Task goal
All entries below are to be set down again, identical to the source.
--- Records for the exercise Enclosed Below ---
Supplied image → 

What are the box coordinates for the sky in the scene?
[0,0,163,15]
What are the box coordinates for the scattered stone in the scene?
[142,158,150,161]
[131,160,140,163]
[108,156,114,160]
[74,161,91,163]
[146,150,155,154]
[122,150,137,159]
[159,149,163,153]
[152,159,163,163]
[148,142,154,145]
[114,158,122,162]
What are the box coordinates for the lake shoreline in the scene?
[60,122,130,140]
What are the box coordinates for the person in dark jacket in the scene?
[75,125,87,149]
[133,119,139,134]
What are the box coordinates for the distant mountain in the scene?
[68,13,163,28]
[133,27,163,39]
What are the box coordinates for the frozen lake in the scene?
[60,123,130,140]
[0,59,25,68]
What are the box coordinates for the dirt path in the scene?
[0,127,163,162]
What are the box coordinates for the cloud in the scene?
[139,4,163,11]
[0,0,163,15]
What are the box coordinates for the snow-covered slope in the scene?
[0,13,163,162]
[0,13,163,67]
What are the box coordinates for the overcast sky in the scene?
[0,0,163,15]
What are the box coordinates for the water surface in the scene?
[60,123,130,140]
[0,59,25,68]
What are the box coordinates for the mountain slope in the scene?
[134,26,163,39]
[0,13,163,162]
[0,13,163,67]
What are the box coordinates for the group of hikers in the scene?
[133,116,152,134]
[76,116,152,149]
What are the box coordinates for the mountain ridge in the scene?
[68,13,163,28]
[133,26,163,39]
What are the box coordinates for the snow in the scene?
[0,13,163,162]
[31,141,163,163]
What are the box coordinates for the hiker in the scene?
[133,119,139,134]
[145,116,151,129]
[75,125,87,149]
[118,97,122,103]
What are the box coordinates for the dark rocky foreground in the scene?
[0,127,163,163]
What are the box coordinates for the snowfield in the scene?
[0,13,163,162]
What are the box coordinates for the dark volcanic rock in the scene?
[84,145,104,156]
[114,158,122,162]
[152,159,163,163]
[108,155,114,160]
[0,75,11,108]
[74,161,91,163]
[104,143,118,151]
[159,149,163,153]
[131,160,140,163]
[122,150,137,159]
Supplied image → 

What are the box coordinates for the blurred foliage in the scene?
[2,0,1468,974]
--- End of Enclosed Records for the exercise ---
Output
Supplied image → 

What are the box coordinates for the sky in the scene?
[0,0,163,15]
What are the box coordinates for the scattered stone in the scene?
[142,158,150,161]
[131,160,140,163]
[108,156,114,160]
[74,161,91,163]
[146,150,155,154]
[122,150,137,159]
[159,149,163,153]
[152,159,163,163]
[148,142,154,145]
[114,158,122,162]
What are the box coordinates for the lake shoreline in the scene?
[60,122,130,140]
What are the box coordinates for the person in dark jacket in the scene?
[75,125,87,149]
[133,119,139,134]
What are the box coordinates for the distant mountain in the scene?
[68,13,163,28]
[133,27,163,39]
What are the box coordinates for the frozen lake in the scene?
[60,123,130,140]
[0,59,25,68]
What are the box coordinates for the dirt path in the scene?
[0,127,163,162]
What are the box coordinates for the cloud in the scene?
[139,4,163,11]
[0,0,163,15]
What are the box coordinates for the snow-covered slope in the scene?
[0,13,163,162]
[0,13,163,67]
What are the box coordinates for the overcast sky in the scene?
[0,0,163,15]
What are the box coordinates for the water surface in the scene?
[60,123,130,140]
[0,59,25,68]
What are the box coordinates for the mountain slope in the scene?
[134,26,163,39]
[0,13,163,162]
[0,13,163,67]
What are the box coordinates for the group of hikers in the scene?
[133,116,152,134]
[76,116,152,149]
What are the box coordinates for the mountain ridge in the scene?
[68,13,163,28]
[133,26,163,39]
What are the box coordinates for the snow in the scene?
[0,13,163,162]
[31,141,163,163]
What are the box coordinates for the hiker in the scene?
[133,119,139,134]
[145,116,151,129]
[75,125,87,149]
[118,97,122,103]
What are the box coordinates for the dark rocky foreground in the scene?
[0,127,163,163]
What are the box coordinates for the snowfield in the scene?
[0,13,163,162]
What are the box coordinates for the dark volcanic rock in the scene?
[84,145,104,156]
[114,158,122,162]
[152,159,163,163]
[108,155,114,160]
[0,75,11,108]
[74,161,91,163]
[104,143,118,151]
[159,149,163,153]
[131,160,140,163]
[122,150,137,159]
Supplied image → 

What are the box coordinates for the blurred foliage in the scene?
[2,0,1468,974]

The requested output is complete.